=== TO DO ===
Output the full passage below on chromatographic fingerprinting of proanthocyanidins, reproducing every word and character without change.

Begin PASSAGE SHOWN

In this study chromatographic fingerprinting of proanthocyanidins was performed with densitometry before and after post-chromatographic derivatization with DMACA reagent. Due to technical limitations of the DigiStore 2 documentation system (only permitting wavelengths 366 nm and 254 nm to be used in UV zone) chromatographic fingerprinting was only done after post-chromatographic derivatization at white light.
Chromatographic fingerprints of proanthocyanidins in STSs from leaves of Japanese, Bohemian and giant knotweed were firstly obtained by densitometric scanning of the HPTLC silica gel plates after development and then also after post-chromatographic derivatization with DMACA reagent (Figure 4). Densitometric scanning was performed in the absorption/reflectance mode at two wavelengths 280 nm (Figure 5A) and 655 nm (Figure 5B) to detect underivatized proanthocyanidins and their derivatives (formed when proanthocyanidins react with DMACA reagent), respectively.

End PASSAGE SHOWN
Begin MATERIAL

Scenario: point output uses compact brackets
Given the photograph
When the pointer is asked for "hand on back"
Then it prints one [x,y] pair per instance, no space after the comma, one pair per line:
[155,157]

End MATERIAL

=== EXPECTED OUTPUT ===
In this study chromatographic fingerprinting of proanthocyanidins was performed with densitometry before and after post-chromatographic derivatization with DMACA reagent. Due to technical limitations of the DigiStore 2 documentation system (only permitting wavelengths 366 nm and 254 nm to be used in UV zone) chromatographic fingerprinting was only done after post-chromatographic derivatization at white light.
Chromatographic fingerprints of proanthocyanidins in STSs from leaves of Japanese, Bohemian and giant knotweed were firstly obtained by densitometric scanning of the HPTLC silica gel plates after development and then also after post-chromatographic derivatization with DMACA reagent (Figure 4). Densitometric scanning was performed in the absorption/reflectance mode at two wavelengths 280 nm (Figure 5A) and 655 nm (Figure 5B) to detect underivatized proanthocyanidins and their derivatives (formed when proanthocyanidins react with DMACA reagent), respectively.